§ **TASK**
Reproduce only the lines from the one with "Point out the woman" to the one with "[(298, 170), (253, 173), (479, 183), (271, 171), (364, 177)]", both included, without changing a character of the rows.

§ **SUPPLIED RECORDS**
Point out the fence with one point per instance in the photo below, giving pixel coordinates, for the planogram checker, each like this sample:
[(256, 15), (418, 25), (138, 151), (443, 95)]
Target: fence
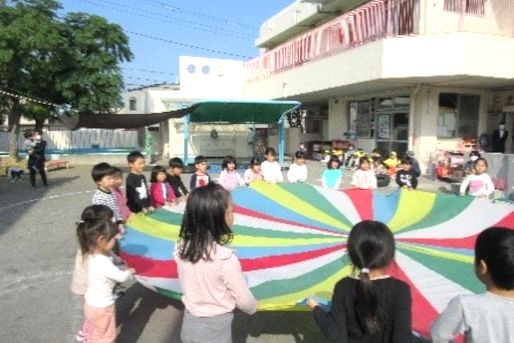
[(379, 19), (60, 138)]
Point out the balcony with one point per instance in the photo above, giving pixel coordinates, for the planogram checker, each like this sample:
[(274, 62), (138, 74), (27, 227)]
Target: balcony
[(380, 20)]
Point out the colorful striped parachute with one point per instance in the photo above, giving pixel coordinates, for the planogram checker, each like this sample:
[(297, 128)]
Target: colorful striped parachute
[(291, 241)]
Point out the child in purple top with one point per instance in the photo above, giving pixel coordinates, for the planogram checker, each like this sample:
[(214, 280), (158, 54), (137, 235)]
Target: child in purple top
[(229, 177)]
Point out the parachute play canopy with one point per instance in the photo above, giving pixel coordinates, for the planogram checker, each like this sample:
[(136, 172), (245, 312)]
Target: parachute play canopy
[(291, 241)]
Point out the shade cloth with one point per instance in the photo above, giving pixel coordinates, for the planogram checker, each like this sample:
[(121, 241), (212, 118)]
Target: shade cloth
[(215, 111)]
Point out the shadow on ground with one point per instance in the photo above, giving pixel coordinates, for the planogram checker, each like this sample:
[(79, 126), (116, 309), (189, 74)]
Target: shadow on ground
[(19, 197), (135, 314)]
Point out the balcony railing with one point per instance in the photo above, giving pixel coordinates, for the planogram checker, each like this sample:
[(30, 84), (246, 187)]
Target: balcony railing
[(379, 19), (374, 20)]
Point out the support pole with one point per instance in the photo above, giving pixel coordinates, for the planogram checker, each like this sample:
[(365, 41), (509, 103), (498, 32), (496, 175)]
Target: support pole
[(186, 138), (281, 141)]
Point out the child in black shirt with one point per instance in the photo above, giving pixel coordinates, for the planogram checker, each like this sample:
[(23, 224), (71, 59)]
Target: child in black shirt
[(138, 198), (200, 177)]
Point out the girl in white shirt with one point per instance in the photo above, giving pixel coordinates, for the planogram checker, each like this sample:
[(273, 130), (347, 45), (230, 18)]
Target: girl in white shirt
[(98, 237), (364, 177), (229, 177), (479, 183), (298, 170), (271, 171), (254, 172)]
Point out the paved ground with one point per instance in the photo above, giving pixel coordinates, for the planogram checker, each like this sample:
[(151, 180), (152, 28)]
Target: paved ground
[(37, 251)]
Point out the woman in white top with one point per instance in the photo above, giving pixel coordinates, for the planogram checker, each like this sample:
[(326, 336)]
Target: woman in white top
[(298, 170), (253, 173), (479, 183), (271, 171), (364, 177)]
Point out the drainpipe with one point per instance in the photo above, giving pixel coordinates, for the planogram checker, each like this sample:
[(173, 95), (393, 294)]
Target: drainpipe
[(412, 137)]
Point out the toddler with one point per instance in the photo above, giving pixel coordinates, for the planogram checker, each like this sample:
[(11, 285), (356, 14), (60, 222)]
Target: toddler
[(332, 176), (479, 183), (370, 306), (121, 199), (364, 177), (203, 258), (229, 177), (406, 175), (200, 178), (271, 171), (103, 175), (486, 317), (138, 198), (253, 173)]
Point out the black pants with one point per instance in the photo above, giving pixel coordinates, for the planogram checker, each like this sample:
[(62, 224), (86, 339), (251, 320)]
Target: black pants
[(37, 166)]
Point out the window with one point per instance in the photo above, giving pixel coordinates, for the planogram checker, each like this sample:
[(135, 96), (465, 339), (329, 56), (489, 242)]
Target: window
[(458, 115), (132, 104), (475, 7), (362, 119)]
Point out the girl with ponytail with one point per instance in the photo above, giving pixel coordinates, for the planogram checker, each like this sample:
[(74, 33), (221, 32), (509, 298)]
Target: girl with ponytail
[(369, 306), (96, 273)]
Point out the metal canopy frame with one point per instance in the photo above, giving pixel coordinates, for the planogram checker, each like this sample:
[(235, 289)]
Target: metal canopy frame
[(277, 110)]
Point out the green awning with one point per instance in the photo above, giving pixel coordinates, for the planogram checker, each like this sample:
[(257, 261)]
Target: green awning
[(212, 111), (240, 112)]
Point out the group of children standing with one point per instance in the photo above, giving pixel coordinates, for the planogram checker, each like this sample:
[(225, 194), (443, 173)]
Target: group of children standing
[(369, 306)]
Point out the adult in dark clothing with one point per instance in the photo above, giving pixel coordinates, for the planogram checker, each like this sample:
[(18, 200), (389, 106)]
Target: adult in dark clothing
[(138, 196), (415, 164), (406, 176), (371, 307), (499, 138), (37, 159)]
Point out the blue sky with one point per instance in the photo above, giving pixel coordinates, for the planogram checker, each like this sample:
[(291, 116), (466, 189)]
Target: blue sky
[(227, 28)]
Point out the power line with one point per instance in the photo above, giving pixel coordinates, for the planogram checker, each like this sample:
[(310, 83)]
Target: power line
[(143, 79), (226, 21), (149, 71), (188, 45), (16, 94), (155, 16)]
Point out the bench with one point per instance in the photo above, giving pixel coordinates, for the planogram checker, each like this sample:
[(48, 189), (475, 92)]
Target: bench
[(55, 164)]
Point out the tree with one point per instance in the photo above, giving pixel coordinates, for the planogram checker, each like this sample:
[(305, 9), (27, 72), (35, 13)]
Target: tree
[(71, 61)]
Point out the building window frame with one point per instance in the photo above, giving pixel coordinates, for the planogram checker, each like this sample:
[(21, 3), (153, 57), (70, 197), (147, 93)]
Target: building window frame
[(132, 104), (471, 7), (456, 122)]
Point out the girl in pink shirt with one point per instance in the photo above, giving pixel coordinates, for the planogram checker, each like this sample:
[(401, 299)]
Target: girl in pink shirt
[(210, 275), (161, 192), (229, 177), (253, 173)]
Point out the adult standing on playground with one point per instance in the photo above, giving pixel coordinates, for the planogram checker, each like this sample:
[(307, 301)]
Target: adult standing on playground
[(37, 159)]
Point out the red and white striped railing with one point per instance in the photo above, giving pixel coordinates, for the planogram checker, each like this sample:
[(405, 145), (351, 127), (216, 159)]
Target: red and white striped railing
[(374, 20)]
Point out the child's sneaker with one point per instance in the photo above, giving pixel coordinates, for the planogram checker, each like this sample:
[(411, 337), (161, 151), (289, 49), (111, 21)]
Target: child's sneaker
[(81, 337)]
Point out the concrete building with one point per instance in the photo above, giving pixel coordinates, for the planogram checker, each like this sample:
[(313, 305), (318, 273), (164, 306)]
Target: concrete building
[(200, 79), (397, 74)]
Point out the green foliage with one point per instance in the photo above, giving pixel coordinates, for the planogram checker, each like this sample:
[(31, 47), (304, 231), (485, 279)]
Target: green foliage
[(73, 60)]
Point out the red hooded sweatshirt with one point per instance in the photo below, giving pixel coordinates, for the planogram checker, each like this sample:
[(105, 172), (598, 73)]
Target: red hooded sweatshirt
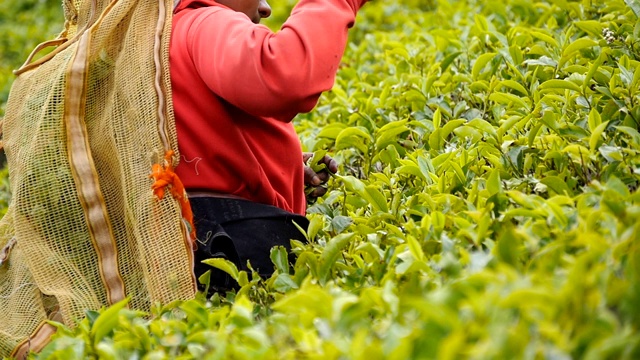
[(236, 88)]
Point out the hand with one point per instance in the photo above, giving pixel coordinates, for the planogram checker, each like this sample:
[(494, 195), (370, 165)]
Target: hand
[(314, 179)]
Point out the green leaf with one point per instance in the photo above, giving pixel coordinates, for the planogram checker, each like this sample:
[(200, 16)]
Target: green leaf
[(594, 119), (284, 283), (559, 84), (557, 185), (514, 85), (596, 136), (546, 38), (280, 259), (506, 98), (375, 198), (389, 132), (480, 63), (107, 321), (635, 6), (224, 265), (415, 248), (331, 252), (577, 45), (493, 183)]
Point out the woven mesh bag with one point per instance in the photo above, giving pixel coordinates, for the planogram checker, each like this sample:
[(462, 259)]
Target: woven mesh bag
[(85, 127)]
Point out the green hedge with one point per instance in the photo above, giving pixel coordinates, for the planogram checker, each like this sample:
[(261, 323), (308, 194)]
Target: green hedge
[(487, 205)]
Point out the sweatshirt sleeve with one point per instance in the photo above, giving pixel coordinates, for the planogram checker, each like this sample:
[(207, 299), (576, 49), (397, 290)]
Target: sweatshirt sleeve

§ **SOLVED PROBLEM**
Point out the woman in white top with one point per instance in the photo above, giving pixel coordinates, for the planogram checker, each like this sample:
[(326, 336)]
Target: woman in white top
[(298, 170), (253, 173), (479, 183), (271, 171), (364, 177)]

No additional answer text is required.